(EXTRACTED TEXT):

^^^^

Getting the best from your creative agency with good, honest feedback
The best creative agency projects are all about partnership. One of the foundations of a successful partnership is the ability to give honest and constructive feedback at all stages of a project.
It’s this feedback that builds and strengthens mutual understanding when it comes to things like goals, company ethos and brand identity. Get this right, and the creative agency will deliver a project to the client that’s outstanding, business relevant and which has real impact in the marketplace.
But how can you make sure that your feedback is constructive and beneficial? Here are our top tips, based on our experience at The Graphic Design House.
Mutual respect is paramount if you want to get the best out of your agency. The client and the creative agency have different professional skills and experience, and this needs to be acknowledged. If you’re the client, then let your agency do what they do best – create and design.
Don’t come to the process with rigid and fixed ideas. Giving your agency some wriggle room in the early part of the process can open doors to completely new concepts. Those open doors can lead the client to better outcomes, which will be much more effective in fulfilling the client’s objective and purpose.

^^^^

(RECORDED INFORMATION):
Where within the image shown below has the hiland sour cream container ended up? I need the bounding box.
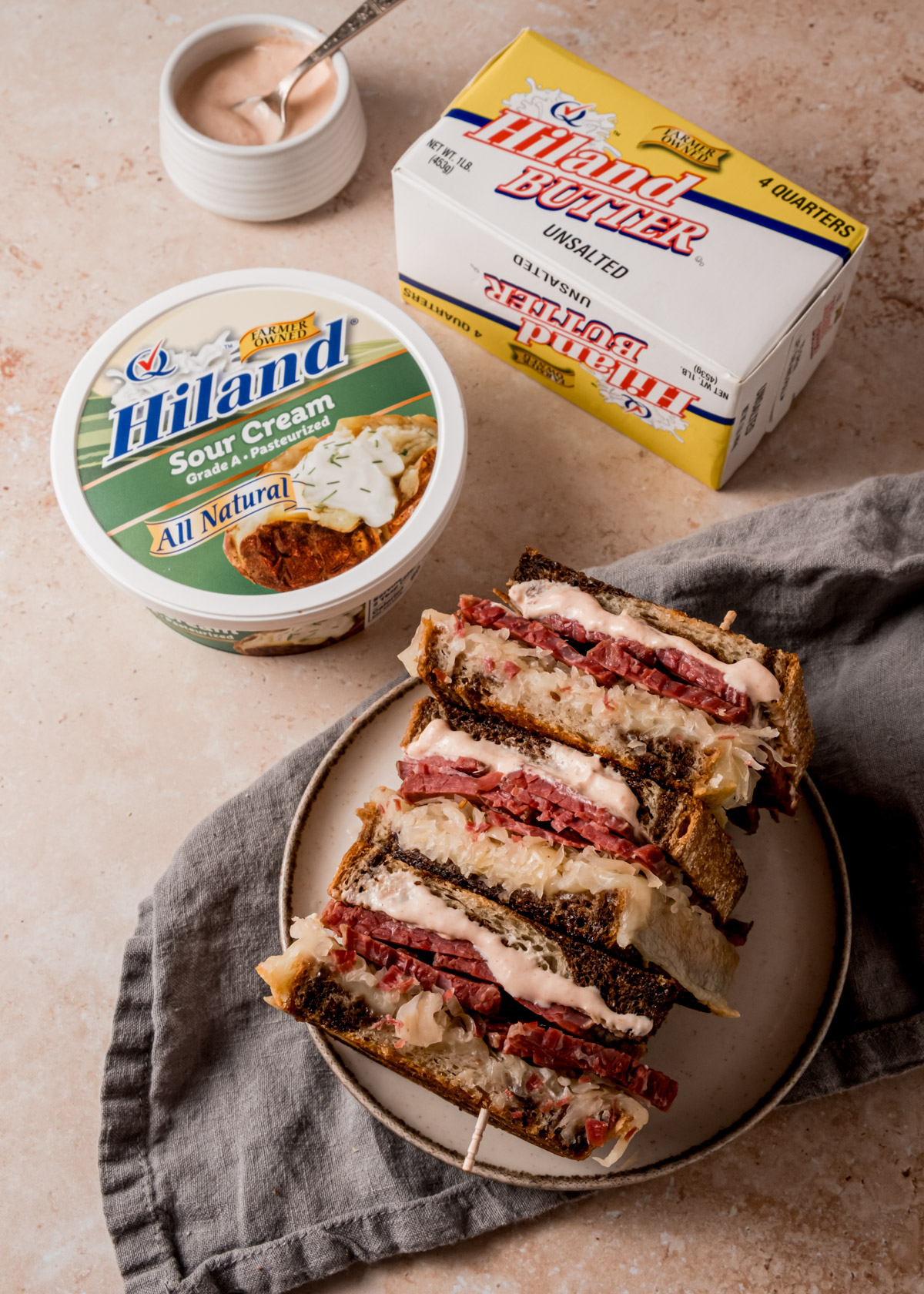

^^^^

(GIVEN EXERCISE):
Resume the article on giving feedback to a creative agency, picking up right after its final sentence. The material has no connection to the article on giving feedback to a creative agency.

(RESPONSE):
As a client, you may have ideas that conflict with the designer’s vision, but it’s important that you learn to listen to the rationale behind a design and build an understanding of how it will work for you. Design isn’t a science. There’s always more than one possibility, but if you don’t listen to all the options, you could be disposing of an incredible concept or idea.
This mutual professional respect works both ways. If you’re a creative, make sure that you fully understand the needs of the client. Your creativity is there to build the client’s business. Your creative ideas need to serve the client and their business objectives at all times.
So much of any successful relationship depends on good communication. When it comes to working with a creative agency, it starts with the brief.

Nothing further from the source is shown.